• [ASSIGNED TASK]: Start at the top and transcribe every record through the final line exactly.

[Region pointing data]
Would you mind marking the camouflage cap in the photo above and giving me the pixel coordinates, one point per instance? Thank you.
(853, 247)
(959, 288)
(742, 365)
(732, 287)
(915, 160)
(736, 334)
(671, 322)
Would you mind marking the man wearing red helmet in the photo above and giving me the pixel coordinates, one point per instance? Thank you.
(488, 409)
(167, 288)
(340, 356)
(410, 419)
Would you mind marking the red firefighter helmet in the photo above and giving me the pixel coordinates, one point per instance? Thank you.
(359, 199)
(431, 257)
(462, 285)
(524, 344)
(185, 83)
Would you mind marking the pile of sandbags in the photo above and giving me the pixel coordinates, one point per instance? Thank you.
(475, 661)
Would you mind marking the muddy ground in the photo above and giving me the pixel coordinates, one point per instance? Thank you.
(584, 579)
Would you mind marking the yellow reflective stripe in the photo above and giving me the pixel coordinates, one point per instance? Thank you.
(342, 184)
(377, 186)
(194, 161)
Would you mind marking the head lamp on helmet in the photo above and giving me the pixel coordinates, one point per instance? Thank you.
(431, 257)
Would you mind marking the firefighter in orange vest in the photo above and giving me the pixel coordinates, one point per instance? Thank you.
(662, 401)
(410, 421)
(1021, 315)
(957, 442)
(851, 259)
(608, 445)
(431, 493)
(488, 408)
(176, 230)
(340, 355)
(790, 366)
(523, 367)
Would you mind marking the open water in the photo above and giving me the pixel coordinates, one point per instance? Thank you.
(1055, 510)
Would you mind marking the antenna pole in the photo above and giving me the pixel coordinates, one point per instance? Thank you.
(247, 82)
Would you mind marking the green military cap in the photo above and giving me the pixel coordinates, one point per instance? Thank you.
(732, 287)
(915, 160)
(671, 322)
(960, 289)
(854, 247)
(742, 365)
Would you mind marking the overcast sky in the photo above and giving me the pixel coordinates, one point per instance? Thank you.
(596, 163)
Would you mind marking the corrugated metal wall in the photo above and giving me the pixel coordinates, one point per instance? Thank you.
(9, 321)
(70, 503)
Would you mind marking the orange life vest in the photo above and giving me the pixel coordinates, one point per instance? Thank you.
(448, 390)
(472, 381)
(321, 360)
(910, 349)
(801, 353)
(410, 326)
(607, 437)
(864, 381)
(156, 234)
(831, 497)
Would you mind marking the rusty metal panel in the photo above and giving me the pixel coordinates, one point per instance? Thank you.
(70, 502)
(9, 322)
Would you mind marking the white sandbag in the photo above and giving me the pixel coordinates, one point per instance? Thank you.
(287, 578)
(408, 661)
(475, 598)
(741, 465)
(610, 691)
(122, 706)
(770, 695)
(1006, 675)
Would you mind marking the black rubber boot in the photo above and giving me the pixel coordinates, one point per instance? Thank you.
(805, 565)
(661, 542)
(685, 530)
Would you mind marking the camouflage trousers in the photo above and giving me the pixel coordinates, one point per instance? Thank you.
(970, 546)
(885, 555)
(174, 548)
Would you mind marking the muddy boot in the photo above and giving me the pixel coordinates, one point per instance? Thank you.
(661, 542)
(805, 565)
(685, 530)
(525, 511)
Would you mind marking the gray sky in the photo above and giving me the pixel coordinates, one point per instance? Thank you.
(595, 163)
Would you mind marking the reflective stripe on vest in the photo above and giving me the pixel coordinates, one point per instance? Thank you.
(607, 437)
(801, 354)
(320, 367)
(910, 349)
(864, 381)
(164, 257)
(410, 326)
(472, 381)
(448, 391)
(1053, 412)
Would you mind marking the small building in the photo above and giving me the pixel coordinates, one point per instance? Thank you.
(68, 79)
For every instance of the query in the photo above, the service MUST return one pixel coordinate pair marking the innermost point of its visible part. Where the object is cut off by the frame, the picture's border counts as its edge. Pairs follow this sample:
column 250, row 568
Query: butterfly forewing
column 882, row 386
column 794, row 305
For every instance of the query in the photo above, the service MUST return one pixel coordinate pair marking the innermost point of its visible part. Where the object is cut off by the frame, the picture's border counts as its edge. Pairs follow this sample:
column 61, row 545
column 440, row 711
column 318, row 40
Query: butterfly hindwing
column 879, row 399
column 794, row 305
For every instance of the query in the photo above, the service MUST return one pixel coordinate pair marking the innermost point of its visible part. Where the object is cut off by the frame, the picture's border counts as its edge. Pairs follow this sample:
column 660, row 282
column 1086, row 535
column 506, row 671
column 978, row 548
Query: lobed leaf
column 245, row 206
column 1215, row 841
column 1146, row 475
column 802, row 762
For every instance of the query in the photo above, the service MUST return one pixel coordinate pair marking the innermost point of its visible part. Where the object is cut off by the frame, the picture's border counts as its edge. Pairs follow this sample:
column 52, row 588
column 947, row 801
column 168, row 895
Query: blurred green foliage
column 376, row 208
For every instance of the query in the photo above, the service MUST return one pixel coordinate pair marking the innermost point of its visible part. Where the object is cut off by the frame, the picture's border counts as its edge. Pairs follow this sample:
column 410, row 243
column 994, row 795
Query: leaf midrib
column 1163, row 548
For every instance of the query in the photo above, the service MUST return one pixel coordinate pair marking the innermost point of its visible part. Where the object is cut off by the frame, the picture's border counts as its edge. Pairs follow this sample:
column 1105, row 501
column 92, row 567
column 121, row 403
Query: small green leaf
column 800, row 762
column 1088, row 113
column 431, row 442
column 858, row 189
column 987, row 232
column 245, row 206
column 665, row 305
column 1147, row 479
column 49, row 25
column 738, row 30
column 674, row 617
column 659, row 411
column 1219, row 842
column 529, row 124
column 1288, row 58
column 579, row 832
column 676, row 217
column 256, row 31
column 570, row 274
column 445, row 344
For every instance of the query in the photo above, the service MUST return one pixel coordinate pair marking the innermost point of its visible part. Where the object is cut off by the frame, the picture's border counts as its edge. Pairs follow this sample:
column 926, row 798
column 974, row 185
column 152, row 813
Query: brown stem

• [SOLUTION]:
Would you mind marking the camouflage cap in the photo above and giving me the pixel coordinates, one point per instance? Thank you.
(853, 247)
(959, 288)
(742, 365)
(732, 287)
(915, 160)
(736, 334)
(671, 322)
Would you mind marking the man wearing red helmet in the photo above and giving me the pixel coordinates, one point per instance? Thank you.
(488, 409)
(167, 288)
(340, 356)
(410, 419)
Would you mind marking the red firefighter helmet in the photo above and giving me the pixel coordinates, one point per instance? Thank you.
(359, 199)
(431, 257)
(462, 285)
(524, 344)
(185, 83)
Would you mind marking the pile of sandbags in the photo above and giving me the pixel coordinates, one point per instance? Thank you.
(475, 661)
Would you mind marking the muddy ground in the photo above and giving me the pixel coordinates, one point per instance? Thank you.
(584, 579)
Would you mind marking the yellow reflective stripe in the photo above and giving me the pixel coordinates, one point per instance? Thank you.
(342, 184)
(377, 186)
(194, 161)
Would you mind marking the head lamp on helmet in the photo above and giving me the pixel coordinates, one point per instance? Thank you.
(431, 257)
Would you mind marking the firefighter in orange vest in the photo above and giving me the pixel coordinates, one point per instance? Thank you.
(662, 401)
(410, 421)
(1021, 315)
(957, 442)
(851, 259)
(608, 445)
(431, 493)
(488, 408)
(176, 230)
(340, 355)
(790, 366)
(523, 367)
Would you mind marking the open water in the photo above and giving me the pixel coordinates, one point per instance? Thank you.
(1055, 510)
Would you mind marking the antenna pole in the photo above and giving me the pixel coordinates, one point per instance? Thank you.
(247, 82)
Would you mind marking the green military cap in the photo above and giving me the pixel coordinates, one point per instance? Thank you.
(732, 287)
(915, 160)
(671, 322)
(960, 289)
(854, 247)
(742, 365)
Would you mind marking the overcast sky in the photo above and giving me the pixel coordinates, one point per instance? Thank you.
(596, 163)
Would you mind marking the corrugated metal wall in the photo above and giving me the pixel coordinates, one point per instance? Thank you.
(9, 321)
(70, 503)
Would you mind marking the orange life vest in the photo above and giving me the pixel coordinates, one point per instance? Thank you.
(448, 390)
(472, 381)
(321, 360)
(910, 349)
(801, 353)
(410, 326)
(607, 437)
(864, 381)
(156, 234)
(831, 497)
Would you mind marking the rusty metal panel in the photo above and giving me the pixel coordinates, one point per instance? Thank you.
(70, 502)
(9, 322)
Would you mind marking the white sandbag in the photo above and giving me the pixel coordinates, one point per instance? Thank you.
(287, 578)
(408, 661)
(475, 598)
(741, 465)
(610, 691)
(122, 706)
(770, 695)
(1006, 675)
Would you mind marking the black rubber boot in the photo above and giving me the pixel coordinates, one point per instance? Thank you.
(805, 565)
(661, 542)
(685, 530)
Would you mind marking the camouflage trousers in the photo above and giving me the pixel coordinates, one point per instance? Thank you.
(970, 546)
(885, 555)
(174, 548)
Would you mind marking the muddy boot in the photo above and giving me the pixel coordinates, one point per instance? Thank you.
(661, 542)
(805, 565)
(685, 530)
(525, 511)
Would you mind marking the gray sky in the photo above and giving me the pixel coordinates, one point per instance? Thank you.
(595, 163)
Would you mind marking the reflective stripe on vest in the photo above and giving me the pixel coordinates, one point per instance? Thank you.
(607, 437)
(801, 354)
(320, 367)
(910, 349)
(864, 381)
(164, 257)
(410, 326)
(472, 381)
(448, 391)
(1053, 412)
Would you mind marking the small building in the photo above and giving me the pixel coordinates, one point per instance? Thank you.
(68, 79)
For every instance of the query in the photo above, the service MUST return one pixel coordinate pair marking the innermost point of its visible part. Where the object is cut off by the frame, the picture's border counts as its edge. Pairs follow this sample:
column 250, row 568
Query: butterfly forewing
column 882, row 386
column 794, row 305
For every instance of the query in the photo above, the service MUST return one pixel coordinate pair marking the innermost point of its visible part. Where the object is cut off by the frame, the picture's border counts as its edge. Pairs follow this sample:
column 61, row 545
column 440, row 711
column 318, row 40
Query: butterfly hindwing
column 879, row 399
column 794, row 305
For every instance of the query in the photo above, the service MUST return one pixel coordinate pair marking the innermost point of its visible part. Where the object is cut off by the frame, the picture's border counts as its edge. Pairs follow this sample:
column 660, row 282
column 1086, row 535
column 506, row 671
column 978, row 548
Query: lobed leaf
column 245, row 206
column 1215, row 841
column 1146, row 475
column 802, row 762
For every instance of the query in the photo above, the service MUST return one pixel coordinate pair marking the innermost point of its visible part. Where the object is cut off by the frame, the picture's border counts as its edge. Pairs follow this sample:
column 52, row 588
column 947, row 801
column 168, row 895
Query: blurred green foliage
column 376, row 208
For every instance of the query in the photo above, the service MUST return one pixel coordinate pair marking the innermost point of its visible part. Where the object is cut off by the frame, the picture's border counts as its edge. Pairs follow this sample:
column 410, row 243
column 994, row 795
Query: leaf midrib
column 1163, row 548
For every instance of the query in the photo above, the service MUST return one pixel coordinate pair marking the innermost point of its visible part. Where the object is cut off by the frame, the picture's border counts as its edge. Pairs follow this sample:
column 1105, row 501
column 92, row 567
column 121, row 403
Query: small green leaf
column 800, row 762
column 1088, row 113
column 431, row 442
column 858, row 189
column 987, row 232
column 245, row 206
column 665, row 305
column 1147, row 479
column 49, row 25
column 738, row 30
column 674, row 617
column 659, row 411
column 1219, row 842
column 529, row 124
column 1288, row 58
column 579, row 832
column 676, row 217
column 256, row 31
column 570, row 274
column 445, row 344
For every instance of the query in the photo above, the service MUST return one pixel coordinate pair marking the innermost point of its visible part. Where the object is cut off by the frame, the picture's border counts as its edge. Pairs follow this sample:
column 926, row 798
column 974, row 185
column 152, row 813
Query: brown stem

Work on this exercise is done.